→ PROMPT
Quote the records beneath, complete and exact. Leave out images.

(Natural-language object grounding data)
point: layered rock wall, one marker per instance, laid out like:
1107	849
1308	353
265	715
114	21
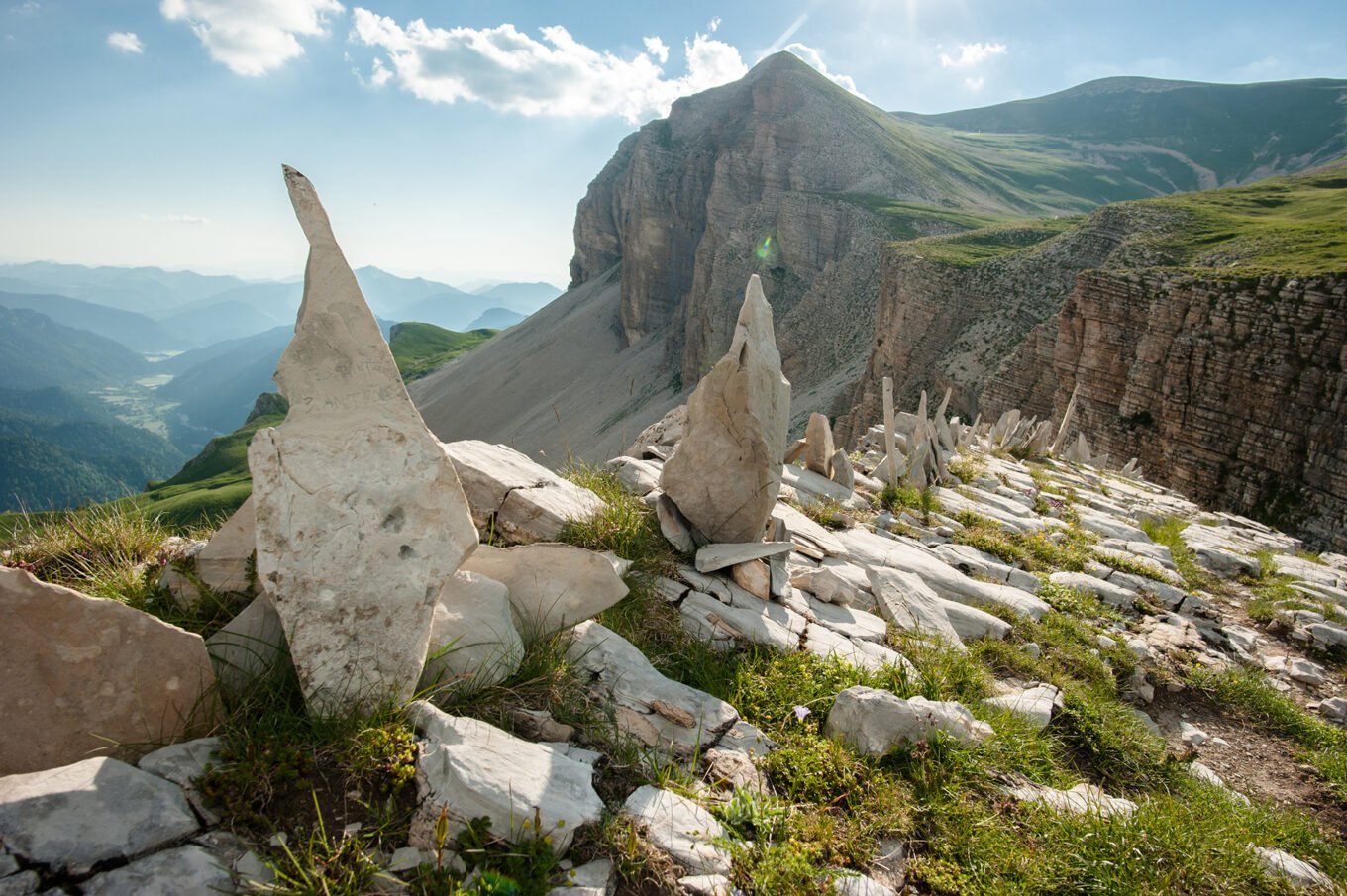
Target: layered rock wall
1229	389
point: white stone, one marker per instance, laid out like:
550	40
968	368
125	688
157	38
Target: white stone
681	829
473	641
637	477
721	555
875	721
74	817
1082	799
1298	872
1035	704
728	469
360	515
186	869
89	675
551	586
651	708
904	600
875	549
477	769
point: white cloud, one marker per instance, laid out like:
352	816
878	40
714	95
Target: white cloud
253	37
658	49
127	42
972	54
512	71
815	62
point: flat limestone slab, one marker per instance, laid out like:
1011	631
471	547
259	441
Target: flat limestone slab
657	710
478	769
719	555
187	869
77	816
88	675
360	515
524	500
551	585
681	829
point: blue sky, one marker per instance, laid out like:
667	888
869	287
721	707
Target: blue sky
153	131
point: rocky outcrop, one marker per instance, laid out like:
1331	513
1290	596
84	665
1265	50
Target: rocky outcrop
1230	389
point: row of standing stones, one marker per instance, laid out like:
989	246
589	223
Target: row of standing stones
362	554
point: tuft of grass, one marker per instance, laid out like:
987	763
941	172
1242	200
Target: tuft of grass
1168	531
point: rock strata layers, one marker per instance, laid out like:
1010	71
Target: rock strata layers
360	515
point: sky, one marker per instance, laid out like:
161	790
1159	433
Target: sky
455	139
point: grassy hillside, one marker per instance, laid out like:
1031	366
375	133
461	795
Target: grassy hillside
40	353
1234	131
421	348
58	448
1294	225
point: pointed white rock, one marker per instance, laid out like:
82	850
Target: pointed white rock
360	515
728	469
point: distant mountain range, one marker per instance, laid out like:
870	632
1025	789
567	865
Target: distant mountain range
155	310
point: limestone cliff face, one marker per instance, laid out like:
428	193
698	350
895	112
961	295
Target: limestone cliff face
753	178
1231	391
945	325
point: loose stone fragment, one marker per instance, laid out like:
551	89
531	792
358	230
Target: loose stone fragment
728	469
474	769
551	586
74	817
681	829
876	721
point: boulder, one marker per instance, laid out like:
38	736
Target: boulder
97	810
681	829
88	675
513	497
728	469
475	769
875	721
473	641
250	647
360	515
651	708
551	586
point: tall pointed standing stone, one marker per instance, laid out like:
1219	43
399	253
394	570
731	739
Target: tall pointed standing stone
728	467
360	514
1061	443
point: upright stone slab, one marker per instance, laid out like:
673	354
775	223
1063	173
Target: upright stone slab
360	514
728	469
90	676
818	445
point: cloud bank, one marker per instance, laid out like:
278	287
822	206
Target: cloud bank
253	37
509	70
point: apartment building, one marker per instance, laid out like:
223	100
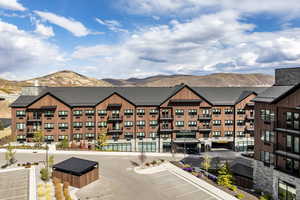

→ TASK ANSWER
point: layered rock wall, one marker per instance, laid out like:
1107	849
1308	353
265	715
114	21
Target: layered rock wall
1229	389
point: white stone, one marker per instance, laid out like:
550	40
968	368
125	688
157	38
Target: white stone
681	829
473	641
637	477
721	555
875	721
74	817
1082	799
1298	872
1035	704
728	469
360	515
186	869
89	675
551	586
651	708
904	600
875	549
477	769
point: white cloud, one marker per instance, laid out like:
352	816
878	40
714	95
Target: white cloud
253	37
658	49
127	42
972	54
512	71
815	62
point: flat limestone slab, one marker per instance, laid out like:
1011	631
471	547
259	441
Target: flat limestone slab
657	710
478	769
719	555
187	869
77	816
88	675
360	515
524	500
551	585
681	829
point: blue sky, one marker per instance, laid out like:
667	888
869	287
721	707
Target: blue sky
153	131
point: rocky outcrop, one marker per instance, laid out like:
1331	513
1290	596
84	665
1265	50
Target: rocky outcrop
1230	389
point: row of standing stones, one marker per instance, laid out like:
989	246
589	223
Target: row of standing stones
362	554
point: tuft of grass, one marker per instance, laid out like:
987	763
941	172
1242	200
Target: tuft of grass
1168	531
point: rock strata layers, one marker per instance, laid out like:
1010	71
Target: rock strata layers
360	515
point: sky, one marker per instance, laid out like:
161	790
1159	433
Target: sky
455	139
point: grassy hillside, one marker per instance, laid out like:
1031	366
375	133
461	795
Target: grassy hillside
40	353
1234	131
421	348
58	448
1294	225
point: pointed white rock, one marker per instance, laid out like:
82	850
Target: pointed white rock
360	515
728	469
point: distant mountain range, one marker per instance, laid out like:
870	632
1025	789
567	865
Target: distant mountain range
155	310
point: limestone cliff face, one marker per instance, laid out like:
428	193
698	350
895	112
961	295
Target: limestone cliff face
753	178
1231	391
945	325
point: loose stone fragment, one marker per instance, laid out like:
551	89
531	792
358	230
Target: loose stone fragment
728	469
474	769
551	586
74	817
681	829
876	721
point: boulder, one marker per instance, laid out like:
38	736
Target: boulder
97	810
681	829
88	675
513	497
728	469
475	769
875	721
473	641
250	647
360	515
651	708
551	586
point: tall pointed standing stone, one marker per instance, laid out like:
1219	43
399	253
394	570
731	739
Target: tall pointed standing stone
728	467
360	514
1061	443
point: upright stone slab, one marker per instance, laid out like:
673	354
775	223
1063	173
Target: upright stone slab
360	514
728	469
90	676
818	445
point: cloud bank, one marker per instance, laid out like:
278	287
822	206
Target: cloud bank
253	37
509	70
point: apartment building, one marker per instance, laid out like:
223	100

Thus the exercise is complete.